I am not feeling right.
I haven't been feeling right for nearly two weeks.
I missed a day with my brother and his family because of this.
I think I should set up an appointment with the brain doctor, but I'm afraid that he will change my medication which will force me to see him once a week and will also make me miss visiting my brother and his family near the end of September.
The trip is an hour or more, depending on traffic, each way and is about 100 miles there and back again.
Add to that an hour, about, of me trying to find new ways to say the same things I've been saying for the past eight months.
I wish there were a brain doctor with 20 miles who took my insurance.
I've been screwing up at work.
Not big things, but minor ones that may one day add up.
Mostly I transpose numbers and write things like 286 rather than 268.
Once, that I know of, I forgot to change/correct a phone number and left it alone when I realized my mistake.
Piles are growing on my desk.
They are sort of organized piles, but they look awful.
I think I scare my dad.
He seems more off-put by me than he used to be.
While he was here, my brother spent time explaining what depression is like to my dad.
My dad has a very hard time understanding what something is like unless he's experienced it and he hasn't experienced anything like this.
My mom says she's had bouts of depression, but she had kids, a family, and couldn't give in.
The thing is when she was my age, I was 16.
My brothers weren't much younger.
I don't know, but I don't think that she had extended periods lasting weeks, months, years.
Recently, I've read a lot about how depression needs to be talked about more.
So people understand it better.
That way it won't have as much of a stigma.
I'm not sure, though.
The whole Robin Williams thing has brought depression/suicidal ideation more to the public discussion, but how long will that last?
Especially when people keep on believing that someone like Mr. Williams had nothing to be depressed about, let alone kill himself.
Thinking like that makes it very hard to discuss either.
By that thinking, I have nothing to be depressed about.
I'm the privileged, white male 25- to 39-years old.
I grew up in a safe place and live in a safe place.
I have two parents who, although there were some severe bumps, have stayed fairly happily married.
I work in a job that I don't hate for a boss that I like and respect.
I make enough money that I'm not living pay check to pay check and can spend a little extra on a trip or useless pop-culture things without having to worry.
I'm content being by myself because I rarely feel lonely.
I have a car that runs and more than enough to eat.
Yet I know how Mr. Williams felt and understand why.
I read a post by some British guy that pointed out how silly it is to ask what Mr. Williams had to be depressed about.
If he were hit by a car would you ask what he did to get hit by a car?
If he died of cancer would you ask what he ate to get cancer?
Probably not.
Even worse has been reading about how Mr. Williams was selfish or a coward or an attention seeker.
We don't really think in those terms.
Selfish implies that something is taken from the people remaining so that the person leaving can gain.
There is unlikely anything to be gained; most of the people who claim to know what happens next believe the Mr. Williams will be punished while those who don't believe expect there to be nothing.
The attention seeker thing comes from people who are always surprised that a person could do this.
These people who are surprised by suicide will be shocked no matter how the act is done -- even when done quietly and privately like Mr. Williams -- because they cannot, or refuse to, believe that a person can give up on the ultimate gift.
Life.
As for the coward, that's much harder.
If you believe, as I do, that bravery is doing what you are scared to do, then maybe they are cowards.
The problem is that we can't know what is/was in a person's head.
We can't.
Can any of us say that to live with chronic pain is brave?
Maybe it's not fair to compare depression with chronic pain.
I don't have chronic pain, but major (clinical) depression doesn't go away.
If you're lucky, sometimes it's less worse, but it's never great and there are no cortisone or steroid shots for depression.
What you choose to do about depression is a choice.
Mr. Williams choose to get help, go to rehab, talk with his family, and then choose to never talk again.
Some people choose to focus on waking up tomorrow and then waking up the next tomorrow and the next.
I choose to believe that there are a few people I would hurt and choose not to hurt them.
I choose to get up and go to work even though I wake up every morning and I don't want to go to work or even climb out of bed.
I choose to hold to the few commitments I have in the future.

━━━━

*Exercise prompt:* In the post about depression above, what example does the writer give of transposing numbers at work?

*Entries provided:*
━━━━

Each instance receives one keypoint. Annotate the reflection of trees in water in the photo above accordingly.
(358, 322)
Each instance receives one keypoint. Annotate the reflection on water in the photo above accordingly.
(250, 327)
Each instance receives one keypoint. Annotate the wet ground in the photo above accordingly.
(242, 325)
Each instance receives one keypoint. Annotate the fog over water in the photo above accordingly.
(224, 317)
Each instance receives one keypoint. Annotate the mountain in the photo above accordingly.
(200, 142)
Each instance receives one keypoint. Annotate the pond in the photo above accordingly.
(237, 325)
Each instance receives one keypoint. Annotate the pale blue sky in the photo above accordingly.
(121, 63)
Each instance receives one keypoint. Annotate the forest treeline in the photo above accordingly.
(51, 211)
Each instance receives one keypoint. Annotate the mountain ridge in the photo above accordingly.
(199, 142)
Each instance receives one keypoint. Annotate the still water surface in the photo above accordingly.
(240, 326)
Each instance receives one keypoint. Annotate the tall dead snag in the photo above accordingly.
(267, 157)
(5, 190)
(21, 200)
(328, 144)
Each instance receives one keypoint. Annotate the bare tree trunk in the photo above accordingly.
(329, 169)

━━━━

*Exercise answer:* Writing 286 rather than 268.